━━━━━ Source excerpt

Governance and the rule of law. Just building those basic institutions, with the capacity constraint that was faced, and getting those dysfunctional institutions working again. 

Law reform. Over the years, duplicated laws, complicated laws, laws that require amendments, repeals, to bring them to current conditions, were things that we had to do.  I mentioned institutional development. The capacity issue because most of those trained had left the country over the years, the brain drain had affected these institutions. As a matter of fact, the concentration of power in the center, the presidency that was so domineering, that we had to build the institutions to be able to move some of that power in decision-making away from the center, which was ruling by fiat, ruling by discretion.

The pillars of integrity. That meant strengthening our General Auditing Commission, which we moved to do; creating an Anti-Corruption Commission. We subscribed to the Extractive Industry Transparency Initiative, and I’m proud to say that we were one of the first African countries to become compliant under that. Just developing policies, formulating the strategies and policies in all of our sectors and guide us toward our agenda.

Rebuilding our relationships with our neighbors.  As you know, in those years of war, Liberia was the epicenter of a regional war, and so mending fences with our neighbors became very important.

Renewing and getting our bilateral and multilateral relationships back, so that having solved the debt problem, having built the institutions, having set the policies, we had access to the normal facilities that countries would have. Our diplomatic relationships, our international relationships with international organizations – all broken down over those years – meant fixing those.

At the end of the six years, we conclude that our stabilization period is in place. Liberia’s growth rate for the past six years that has averaged 6.5 percent. This year, 2012, the estimate of the IMF is that it will be 8.8 percent. That’s not enough, we know that; but that’s where we are, and our institutions are functioning again; capacity is growing.

Now we enter the period that we call truly a transformation period. What does our transformative agenda consist of?  In the first instance – and we give credit to our Minister here [Amara Konneh] who led this effort – is to develop a long-term perspective, a development agenda that goes beyond the normal cycle. We’ve already formulated what is called “Vision 2030”. By the year 2030, this is what we want to achieve. And that particular ultimate goal is to become a middle-income country by that year.
To do so means you must also take into account what people of the country want, not a desktop review and formulation of a vision. But because for too long people have been left out of the process of formulating their vision, this required a two-year process of robust consultations all over the country; down, down into the community levels where one begins to see. This also required formulating this vision to determine what were the root causes of the problems that we faced. Why did we degenerate into wars? Why were we not able to sustain our development, given the fact that we are so natural resource rich?
That Agenda, that new Vision, attempts to go into that and describe it, and it comes from the people themselves, their own views of what the problem is and what the solutions ought to be.

We have now gone from an annual budget cycle to a Medium Term Expenditure Framework (MTEF), and under that it enables us to continue to mobilize private capital, private investment, to shift resources from recurrent to investment because you now have a longer-term framework when with that investment you know that there is sufficient budgetary allocation to be able to complete investment that may cover more than a period of a year.

Infrastructure. One of our major constraints, and that basic economic infrastructure that makes a difference in whether you continue to reach your growth targets.

━━━━━━━━━━

## What to work on
1. According to the excerpt on Liberia, what growth rate did the IMF estimate for 2012?
2. Do the following statements agree with the excerpt on Liberia? Answer yes or no for each and quote the words that decide it. (a) Liberia was among the first African countries to become compliant under the Extractive Industry Transparency Initiative. (b) The consultations for Vision 2030 took one year. (c) Vision 2030 aims for Liberia to become a high-income country.

━━━━━ Data supplied

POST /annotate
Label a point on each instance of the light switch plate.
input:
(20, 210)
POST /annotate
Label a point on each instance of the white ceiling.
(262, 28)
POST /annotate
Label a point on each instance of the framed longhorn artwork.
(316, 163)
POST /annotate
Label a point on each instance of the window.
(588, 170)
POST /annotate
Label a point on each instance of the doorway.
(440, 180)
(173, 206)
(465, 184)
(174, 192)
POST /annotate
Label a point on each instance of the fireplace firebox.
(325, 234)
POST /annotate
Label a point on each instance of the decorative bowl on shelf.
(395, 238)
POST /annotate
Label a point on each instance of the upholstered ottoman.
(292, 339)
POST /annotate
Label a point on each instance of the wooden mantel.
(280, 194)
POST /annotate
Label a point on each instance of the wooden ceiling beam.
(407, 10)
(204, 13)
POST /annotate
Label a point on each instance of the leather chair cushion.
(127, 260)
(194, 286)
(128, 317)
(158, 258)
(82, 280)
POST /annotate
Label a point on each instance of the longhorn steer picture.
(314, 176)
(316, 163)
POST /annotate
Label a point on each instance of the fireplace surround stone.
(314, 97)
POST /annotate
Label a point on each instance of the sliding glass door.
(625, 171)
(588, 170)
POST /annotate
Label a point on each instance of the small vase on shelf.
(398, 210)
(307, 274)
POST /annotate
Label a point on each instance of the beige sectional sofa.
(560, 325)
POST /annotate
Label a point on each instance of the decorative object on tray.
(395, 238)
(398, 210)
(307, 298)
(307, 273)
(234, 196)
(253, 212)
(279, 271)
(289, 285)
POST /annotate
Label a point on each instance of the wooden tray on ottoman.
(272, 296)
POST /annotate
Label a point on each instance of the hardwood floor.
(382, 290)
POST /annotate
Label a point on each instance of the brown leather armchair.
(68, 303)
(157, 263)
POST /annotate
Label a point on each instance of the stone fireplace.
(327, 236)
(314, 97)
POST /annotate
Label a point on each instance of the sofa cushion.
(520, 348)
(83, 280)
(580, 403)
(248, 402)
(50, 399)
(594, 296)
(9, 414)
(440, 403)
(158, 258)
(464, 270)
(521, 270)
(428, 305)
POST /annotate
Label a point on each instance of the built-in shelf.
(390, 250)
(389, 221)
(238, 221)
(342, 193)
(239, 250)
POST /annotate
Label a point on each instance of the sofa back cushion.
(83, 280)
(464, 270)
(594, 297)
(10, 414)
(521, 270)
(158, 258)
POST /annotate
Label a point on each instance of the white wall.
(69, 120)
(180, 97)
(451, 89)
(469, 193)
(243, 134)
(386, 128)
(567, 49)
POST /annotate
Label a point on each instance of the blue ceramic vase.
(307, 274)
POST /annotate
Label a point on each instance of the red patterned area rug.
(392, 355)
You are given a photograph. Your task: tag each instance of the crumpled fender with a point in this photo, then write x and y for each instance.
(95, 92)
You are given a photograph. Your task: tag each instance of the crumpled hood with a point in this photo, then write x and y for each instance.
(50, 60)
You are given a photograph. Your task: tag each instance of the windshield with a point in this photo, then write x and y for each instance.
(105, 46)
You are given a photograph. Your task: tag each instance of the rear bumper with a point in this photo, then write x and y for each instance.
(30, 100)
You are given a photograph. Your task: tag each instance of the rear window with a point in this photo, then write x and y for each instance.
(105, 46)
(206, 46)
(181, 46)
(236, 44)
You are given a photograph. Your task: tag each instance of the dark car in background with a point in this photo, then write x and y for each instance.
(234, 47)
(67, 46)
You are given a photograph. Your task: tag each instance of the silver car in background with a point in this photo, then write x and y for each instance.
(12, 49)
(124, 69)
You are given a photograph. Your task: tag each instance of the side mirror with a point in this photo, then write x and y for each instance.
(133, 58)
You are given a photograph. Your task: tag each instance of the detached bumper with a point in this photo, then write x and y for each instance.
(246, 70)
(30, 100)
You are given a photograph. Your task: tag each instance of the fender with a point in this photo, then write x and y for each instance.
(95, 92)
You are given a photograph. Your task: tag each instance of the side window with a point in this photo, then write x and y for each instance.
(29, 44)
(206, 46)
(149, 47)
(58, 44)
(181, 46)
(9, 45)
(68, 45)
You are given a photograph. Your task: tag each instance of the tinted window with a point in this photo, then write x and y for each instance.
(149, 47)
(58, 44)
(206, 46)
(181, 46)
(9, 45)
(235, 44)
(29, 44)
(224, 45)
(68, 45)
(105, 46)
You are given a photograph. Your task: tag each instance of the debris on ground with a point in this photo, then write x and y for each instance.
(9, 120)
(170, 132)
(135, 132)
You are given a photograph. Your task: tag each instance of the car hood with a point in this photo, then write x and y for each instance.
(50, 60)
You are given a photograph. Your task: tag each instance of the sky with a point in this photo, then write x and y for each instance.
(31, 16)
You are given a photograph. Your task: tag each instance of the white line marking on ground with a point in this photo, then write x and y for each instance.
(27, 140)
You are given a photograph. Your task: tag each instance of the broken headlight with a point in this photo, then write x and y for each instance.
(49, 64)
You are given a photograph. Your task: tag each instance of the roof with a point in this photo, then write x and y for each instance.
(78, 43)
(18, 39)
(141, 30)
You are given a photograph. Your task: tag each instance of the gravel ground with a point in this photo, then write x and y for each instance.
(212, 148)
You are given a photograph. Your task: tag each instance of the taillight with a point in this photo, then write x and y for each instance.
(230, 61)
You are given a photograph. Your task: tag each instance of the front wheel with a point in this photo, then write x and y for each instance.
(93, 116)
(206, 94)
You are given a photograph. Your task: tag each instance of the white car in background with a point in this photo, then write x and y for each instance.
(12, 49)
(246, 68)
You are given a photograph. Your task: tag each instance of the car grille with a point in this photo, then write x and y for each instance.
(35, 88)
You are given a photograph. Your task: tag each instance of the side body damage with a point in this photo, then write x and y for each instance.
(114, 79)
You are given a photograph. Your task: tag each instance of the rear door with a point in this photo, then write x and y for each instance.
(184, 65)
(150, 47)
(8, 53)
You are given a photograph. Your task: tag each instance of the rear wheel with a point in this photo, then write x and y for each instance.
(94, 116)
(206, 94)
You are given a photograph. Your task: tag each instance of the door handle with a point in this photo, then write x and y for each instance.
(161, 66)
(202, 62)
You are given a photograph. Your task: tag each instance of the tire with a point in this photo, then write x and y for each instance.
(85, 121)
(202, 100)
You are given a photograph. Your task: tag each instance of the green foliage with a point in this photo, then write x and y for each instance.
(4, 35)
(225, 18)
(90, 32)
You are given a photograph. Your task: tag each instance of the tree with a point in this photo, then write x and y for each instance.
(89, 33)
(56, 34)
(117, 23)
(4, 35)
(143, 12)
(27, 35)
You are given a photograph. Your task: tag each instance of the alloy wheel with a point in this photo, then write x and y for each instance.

━━━━━━━━━━

## Answers per task
1. 8.8 percent

2.
(a) Yes: "we were one of the first African countries to become compliant under that"
(b) No: "this required a two-year process of robust consultations all over the country"
(c) No: "that particular ultimate goal is to become a middle-income country by that year"